Perplexity, the AI-powered search engine backed by Jeff Bezos, Tobi Lütke, and other notable investors, says it will begin experimenting with ads on its platform this week, starting with the US.
The ads will be formatted as “sponsored follow-up questions” such as “How can I use LinkedIn to enhance my job search?”
Brands participating in the ad program initially include Indeed, Whole Foods, Universal McCann, and PMG.
Perplexity wrote in a blog post:
“Advertising material will be clearly noted as ‘sponsored,' and answers to Sponsored Questions will still be generated by our technology, and not written or edited by the brands sponsoring the questions. We intentionally chose these formats because it integrates advertising in a way that still protects the utility, accuracy, and objectivity of answers.
While brands are keen on understanding how their companies appear in AI answer engines like ours, we will avoid duplicating the SEO industry where people are implementing arbitrary tactics to improve their rankings at the expense of user utility. We would rather give brands a transparent way to advertise through Perplexity that — rather than attempting to manipulate answers — encourages users to express their curiosity about a brand.”
Perplexity says that it needs to invest in building not just a “beloved product,” but a “robust and self-sustaining business” — which perhaps means that its Pro Subscription hasn't taken off as well as the company had hoped. Maybe users aren't quite ready to pay for web search yet?

**STORED DATA**
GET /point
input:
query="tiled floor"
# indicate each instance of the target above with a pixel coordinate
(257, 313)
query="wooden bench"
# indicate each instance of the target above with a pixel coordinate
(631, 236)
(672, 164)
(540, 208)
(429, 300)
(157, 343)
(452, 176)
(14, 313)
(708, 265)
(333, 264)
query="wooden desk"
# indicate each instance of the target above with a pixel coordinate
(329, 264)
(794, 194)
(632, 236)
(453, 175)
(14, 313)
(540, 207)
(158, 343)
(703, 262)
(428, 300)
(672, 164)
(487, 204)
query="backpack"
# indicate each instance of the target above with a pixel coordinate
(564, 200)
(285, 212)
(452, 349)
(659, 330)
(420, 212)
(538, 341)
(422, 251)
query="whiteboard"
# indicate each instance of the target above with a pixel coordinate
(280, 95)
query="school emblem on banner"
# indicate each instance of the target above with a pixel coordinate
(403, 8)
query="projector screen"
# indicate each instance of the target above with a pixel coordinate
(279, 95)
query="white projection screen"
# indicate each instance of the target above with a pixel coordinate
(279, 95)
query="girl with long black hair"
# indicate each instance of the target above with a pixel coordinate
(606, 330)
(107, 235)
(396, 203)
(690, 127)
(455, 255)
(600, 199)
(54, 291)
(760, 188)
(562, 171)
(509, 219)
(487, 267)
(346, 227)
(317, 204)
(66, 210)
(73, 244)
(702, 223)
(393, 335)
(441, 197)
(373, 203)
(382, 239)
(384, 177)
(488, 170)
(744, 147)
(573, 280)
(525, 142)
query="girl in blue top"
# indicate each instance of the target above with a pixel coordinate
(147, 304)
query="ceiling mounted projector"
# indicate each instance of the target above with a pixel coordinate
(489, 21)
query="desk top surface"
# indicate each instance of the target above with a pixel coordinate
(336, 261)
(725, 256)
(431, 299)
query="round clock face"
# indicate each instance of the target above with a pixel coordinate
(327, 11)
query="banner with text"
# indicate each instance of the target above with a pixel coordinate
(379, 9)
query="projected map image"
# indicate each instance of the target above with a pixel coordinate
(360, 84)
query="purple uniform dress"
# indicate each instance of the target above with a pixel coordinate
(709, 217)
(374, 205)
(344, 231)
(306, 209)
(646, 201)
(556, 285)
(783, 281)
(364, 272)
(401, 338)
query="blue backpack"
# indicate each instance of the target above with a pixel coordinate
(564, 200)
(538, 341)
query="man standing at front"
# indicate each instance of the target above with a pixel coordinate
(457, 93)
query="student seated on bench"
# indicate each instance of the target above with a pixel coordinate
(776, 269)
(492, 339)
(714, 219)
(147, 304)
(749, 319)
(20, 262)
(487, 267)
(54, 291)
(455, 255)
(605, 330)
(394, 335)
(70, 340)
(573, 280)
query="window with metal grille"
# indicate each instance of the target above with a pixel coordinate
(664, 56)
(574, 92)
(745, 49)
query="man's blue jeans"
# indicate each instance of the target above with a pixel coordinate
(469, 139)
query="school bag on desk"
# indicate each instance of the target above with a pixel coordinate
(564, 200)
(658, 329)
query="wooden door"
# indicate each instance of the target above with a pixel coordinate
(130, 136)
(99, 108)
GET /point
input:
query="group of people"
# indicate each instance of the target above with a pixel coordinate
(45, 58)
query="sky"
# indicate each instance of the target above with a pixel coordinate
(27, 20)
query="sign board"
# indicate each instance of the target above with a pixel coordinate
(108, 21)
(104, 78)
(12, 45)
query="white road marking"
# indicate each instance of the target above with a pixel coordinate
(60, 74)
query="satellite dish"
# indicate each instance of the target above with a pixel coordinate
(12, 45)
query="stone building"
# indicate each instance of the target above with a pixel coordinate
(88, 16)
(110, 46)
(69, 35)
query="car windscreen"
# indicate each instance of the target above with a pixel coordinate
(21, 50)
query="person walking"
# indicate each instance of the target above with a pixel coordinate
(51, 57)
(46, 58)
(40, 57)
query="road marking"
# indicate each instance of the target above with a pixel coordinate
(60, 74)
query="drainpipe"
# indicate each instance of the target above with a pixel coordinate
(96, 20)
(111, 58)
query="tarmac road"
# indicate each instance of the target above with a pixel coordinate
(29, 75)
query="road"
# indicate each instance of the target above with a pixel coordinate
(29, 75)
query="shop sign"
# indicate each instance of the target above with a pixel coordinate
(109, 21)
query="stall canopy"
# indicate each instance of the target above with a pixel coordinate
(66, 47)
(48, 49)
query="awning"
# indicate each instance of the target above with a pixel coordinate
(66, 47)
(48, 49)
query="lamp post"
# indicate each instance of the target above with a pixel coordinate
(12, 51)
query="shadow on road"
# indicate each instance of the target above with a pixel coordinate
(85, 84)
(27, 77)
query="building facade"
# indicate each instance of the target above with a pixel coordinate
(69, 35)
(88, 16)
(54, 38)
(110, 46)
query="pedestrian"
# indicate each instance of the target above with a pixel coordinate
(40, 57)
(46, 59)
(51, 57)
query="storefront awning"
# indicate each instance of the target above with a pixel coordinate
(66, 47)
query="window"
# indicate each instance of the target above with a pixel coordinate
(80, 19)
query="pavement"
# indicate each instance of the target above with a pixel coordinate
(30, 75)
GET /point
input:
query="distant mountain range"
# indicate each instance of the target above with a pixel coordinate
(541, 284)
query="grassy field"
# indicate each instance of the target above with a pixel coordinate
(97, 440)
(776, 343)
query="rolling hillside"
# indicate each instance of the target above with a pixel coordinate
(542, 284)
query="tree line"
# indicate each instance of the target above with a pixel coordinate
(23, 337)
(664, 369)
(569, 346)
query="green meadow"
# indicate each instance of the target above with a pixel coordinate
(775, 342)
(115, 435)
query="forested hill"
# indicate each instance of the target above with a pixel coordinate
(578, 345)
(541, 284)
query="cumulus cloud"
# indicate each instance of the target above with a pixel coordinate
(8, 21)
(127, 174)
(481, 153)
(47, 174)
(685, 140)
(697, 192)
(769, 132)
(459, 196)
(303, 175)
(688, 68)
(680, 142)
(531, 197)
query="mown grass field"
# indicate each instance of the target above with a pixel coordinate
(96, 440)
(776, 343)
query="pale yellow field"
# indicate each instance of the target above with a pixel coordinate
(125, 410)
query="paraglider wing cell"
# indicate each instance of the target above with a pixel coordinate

**HOW TO COMPLETE THIS TASK**
Continue the article on Perplexity's ad experiment from its last sentence.

**WRITTEN RESPONSE**
The company actually addressed this in their blog post:
“Ad programs like this help us generate revenue to share with our publisher partners. Experience has taught us that subscriptions alone do not generate enough revenue to create a sustainable revenue-sharing program. Especially given how rapidly our publisher program is growing, advertising is the best way to ensure a steady and scalable revenue stream.”
Perplexity also noted that the ads will not change its commitment to maintaining a trusted service that provides direct, unbiased answers to questions, and that it'll never share its users personal information with advertisers.
I tried Perplexity a few months ago, and frankly I wasn't impressed, but that's not to say that I won't be in the future. The world needs competition in the online search space, which has become enshittified by Google, and I support the mission of Perplexity, OpenAI's web search project, You.com, and other search competitors. It'll just take a tremendous product to get people to overcome their two-decades-long habit of searching Google and switch over to a competing platform (myself included).
There is no “online search” without “AI” anymore. You won't see any non-AI search engine startups, and that's okay. Google is also moving towards AI generated results. It's where the industry is headed.
Now I'm just waiting for OpenAI to make a mobile operating system so we can have some real competition in the space! As long as Android sustains a +70% global mobile operating system market share, it'll be difficult to knock it off its search pedestal.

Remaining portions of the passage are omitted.